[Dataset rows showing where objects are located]
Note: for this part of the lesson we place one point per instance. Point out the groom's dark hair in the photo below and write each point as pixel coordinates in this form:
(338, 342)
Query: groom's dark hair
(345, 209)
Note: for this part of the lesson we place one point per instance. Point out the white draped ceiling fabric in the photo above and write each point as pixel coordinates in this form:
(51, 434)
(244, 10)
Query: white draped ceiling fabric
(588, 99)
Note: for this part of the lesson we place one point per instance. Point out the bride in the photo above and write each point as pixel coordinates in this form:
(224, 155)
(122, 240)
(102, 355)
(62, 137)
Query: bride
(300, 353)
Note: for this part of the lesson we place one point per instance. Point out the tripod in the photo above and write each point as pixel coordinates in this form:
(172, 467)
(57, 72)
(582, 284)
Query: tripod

**SET EXERCISE**
Write out all the rows above again, requests included, shifting every coordinate in the answers by -125. Leave the numbers in the requests and their format samples as they are.

**OUTPUT FOR THIS TASK**
Note: for this part of the lesson we place one point per instance. Point out the groom's dark hair in the photo below and write each point as pixel coordinates in this form:
(338, 342)
Query: groom's dark hair
(220, 84)
Note: for this part of the lesson we place one point per instance. Point out the white draped ceiling fabric in the photo above and write each point as pixel coordinates in this form:
(51, 434)
(244, 10)
Query: white draped ceiling fabric
(463, -26)
Note: for this part of the lesson we place one point per instance. Point out the bride in the photo above and write each point as pixel coordinates in this form:
(224, 155)
(122, 240)
(102, 355)
(62, 137)
Query: bride
(175, 228)
Note: for this part of the lesson we place one point per instance. Point out the tripod in the photo above and write each point as pixel coordinates in this form:
(172, 467)
(57, 72)
(582, 284)
Query: tripod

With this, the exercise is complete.